Task to carry out: From the data below, restate every line word for word.

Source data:
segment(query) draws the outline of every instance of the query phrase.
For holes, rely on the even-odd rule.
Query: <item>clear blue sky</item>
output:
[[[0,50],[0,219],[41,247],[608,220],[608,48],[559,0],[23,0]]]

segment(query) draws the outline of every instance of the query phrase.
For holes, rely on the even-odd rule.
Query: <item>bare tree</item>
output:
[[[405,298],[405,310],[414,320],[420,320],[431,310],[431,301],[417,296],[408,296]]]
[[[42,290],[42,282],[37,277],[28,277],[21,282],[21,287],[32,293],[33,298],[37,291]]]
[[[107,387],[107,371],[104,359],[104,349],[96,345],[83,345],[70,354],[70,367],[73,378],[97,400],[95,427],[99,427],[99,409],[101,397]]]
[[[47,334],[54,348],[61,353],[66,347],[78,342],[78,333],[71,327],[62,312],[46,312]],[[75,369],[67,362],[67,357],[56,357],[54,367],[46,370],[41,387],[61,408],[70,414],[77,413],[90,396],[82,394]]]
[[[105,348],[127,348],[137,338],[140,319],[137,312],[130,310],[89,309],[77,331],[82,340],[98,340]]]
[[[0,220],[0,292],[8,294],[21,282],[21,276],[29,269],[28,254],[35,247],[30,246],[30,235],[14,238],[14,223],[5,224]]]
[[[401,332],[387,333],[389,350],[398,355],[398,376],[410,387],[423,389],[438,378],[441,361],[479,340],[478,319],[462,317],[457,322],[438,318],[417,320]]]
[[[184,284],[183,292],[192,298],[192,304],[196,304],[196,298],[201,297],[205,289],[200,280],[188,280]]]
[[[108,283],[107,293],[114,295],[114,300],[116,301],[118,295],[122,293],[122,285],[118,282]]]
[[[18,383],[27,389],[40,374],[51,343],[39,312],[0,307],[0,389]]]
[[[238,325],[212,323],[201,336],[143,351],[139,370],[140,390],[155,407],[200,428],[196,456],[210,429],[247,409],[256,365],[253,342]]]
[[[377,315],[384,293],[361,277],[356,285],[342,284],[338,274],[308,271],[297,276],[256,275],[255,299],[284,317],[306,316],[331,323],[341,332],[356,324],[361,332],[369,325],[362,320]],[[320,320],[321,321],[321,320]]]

Task answer:
segment(query) draws the outline of every instance of the query phrase.
For holes, rely on the even-odd rule.
Query: <item>clear blue sky</item>
output:
[[[0,50],[0,219],[41,247],[608,220],[608,48],[559,0],[23,0]]]

segment(query) draws the outline of every instance of the query phrase.
For holes, rely on the even-odd rule.
Query: <item>bare tree</item>
output:
[[[405,298],[405,310],[414,320],[420,320],[431,310],[431,301],[417,296],[408,296]]]
[[[42,290],[42,282],[37,277],[28,277],[21,282],[21,287],[32,293],[33,298],[37,291]]]
[[[107,387],[107,371],[104,359],[104,349],[96,345],[83,345],[70,354],[70,367],[73,378],[97,400],[95,427],[99,427],[99,409],[101,397]]]
[[[47,334],[54,348],[61,353],[66,347],[78,342],[78,333],[71,327],[62,312],[46,312]],[[75,369],[67,362],[67,357],[56,357],[54,367],[46,370],[41,387],[61,408],[70,414],[77,413],[90,396],[82,394]]]
[[[105,348],[127,348],[137,338],[140,319],[137,312],[130,310],[89,309],[77,331],[82,340],[98,340]]]
[[[0,220],[0,292],[8,294],[21,282],[21,276],[29,269],[28,254],[35,247],[30,246],[30,235],[14,238],[14,223],[5,224]]]
[[[401,332],[387,333],[389,350],[398,355],[398,376],[410,387],[423,389],[438,378],[441,361],[479,340],[478,319],[462,317],[457,322],[438,318],[417,320]]]
[[[184,284],[183,292],[192,298],[192,304],[196,304],[196,298],[201,297],[205,289],[200,280],[188,280]]]
[[[108,283],[107,293],[114,295],[114,300],[116,301],[118,295],[122,293],[122,285],[118,282]]]
[[[18,383],[27,389],[40,374],[51,343],[39,312],[0,307],[0,389]]]
[[[238,325],[212,323],[201,336],[143,351],[139,370],[140,390],[155,407],[200,428],[196,456],[210,429],[247,409],[256,365],[253,342]]]
[[[377,315],[384,293],[361,277],[356,285],[342,284],[338,274],[308,271],[297,276],[256,275],[255,299],[284,317],[306,316],[331,323],[341,332],[356,324],[361,332],[369,325],[362,320]],[[320,320],[321,321],[321,320]]]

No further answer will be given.